▶ What to work on:
a – From the piece on teachers and empathy traps, list the times of the school day when the writer talks with young adults.
b – According to the piece on teachers and empathy traps, what is Bleeding Heart Syndrome?
c – Carry on the piece on teachers and empathy traps, starting after its last sentence.

▶ Document section:
-- Start --
“I’ve been meaning to talk to you about how much time you’re sacrificing with kids.”

My good friend and colleague was referring to something I had been feeling for a while– that I spend a lot of my non-instructional time in conversation with young adults who need to vent, problem solve, or just talk about their life stresses.

Before school.

During lunch.

After school.

Sometimes cutting into my planning time.

I’ve made progress on setting boundaries around time I spend grading and planning, but hearing these words from a friend I respect — who knows me better than just about any other colleague — was a wake up call that I had more work to do.

But they need help navigating life! But I might be the only stable adult in this kid’s life! I could hear my thoughts grasping for the usual justifications that accompany the “Teacher as Savior” myth.

I had to own it though: I was letting my heart for helping kids lead me into an empathy trap. I’ve written extensively about empathy in The Burnout Cure — how compassionate empathy helps us overcome empathy gaps — strengthening our relationships, boosting our well-being, and improving our students’ experience in school.

But the other end of the continuum can be just as detrimental to our well-being: Empathy traps — letting ourselves invest so deeply in others that we experience compassion fatigue or sacrifice our time, our thoughts, our equanimity.

This is Bleeding Heart Syndrome: Caring so deeply about the overall well-being of others that we compromise our own well-being.
-- End --
▶ Collected material:
-- Start --
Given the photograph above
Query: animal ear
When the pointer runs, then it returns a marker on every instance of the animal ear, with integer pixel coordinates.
-- End --
▶ Final answers:
a – Before school, during lunch, after school, and sometimes during planning time.

b – Caring so deeply about the overall well-being of others that we compromise our own well-being.

c –
I’ve come a long way in reducing my burnout, but bleeding heart syndrome is still a work in process. Here’s what I’m learning.

Causes

We develop bleeding heart syndrome for many reasons, but here are three major ones:

  • Savior-Myth Media

Try this memory salience activity: Think about the teachers you’ve seen in movies and media. Of the ones that stand out, which of them were:

a) Villains

b) Demigods

c) Tragic heroes

d) Normal, relatable humans

Of the ones who come to mind, were they primarily shown:

a) Teaching content

b) Taking extra vested interest in students’ lives/counseling beyond the classroom

My guess is that the most salient memories were tragic heroes and demigods who sacrificed beyond the classroom.

For reference, here’s what pops up when you Google “movies about teachers”

When we envision what it means to be a “great teacher” we often think about going above and beyond — tirelessly — to help students. We think about dramatized outliers who make us feel lesser-than if we aren’t sacrificing everything. This can become compounded by:

  • Guilt

Even if we don’t think of ourselves as dramatized Freedom Minders and Dead Poet Rockers, we often feel guilty if we don’t go beyond the norm to help students — especially ones who really need something extra. Should’ves and could’ves can push us to overcompensate our regrets by deepening the desire to sacrifice.

  • Affirmation Craving

The thank you notes I receive from past students and parents are almost all about how I went “above and beyond.” I love those notes. I latch onto those notes on hard days. But this can turn to a dependence. It’s hard to know one’s impact in teaching — at least beyond what data can show. As humans, then, we crave knowing that our actions matter. When we mix that craving with evidence that our energy beyond the classroom made a difference we sometimes prioritize sacrifice over self-care.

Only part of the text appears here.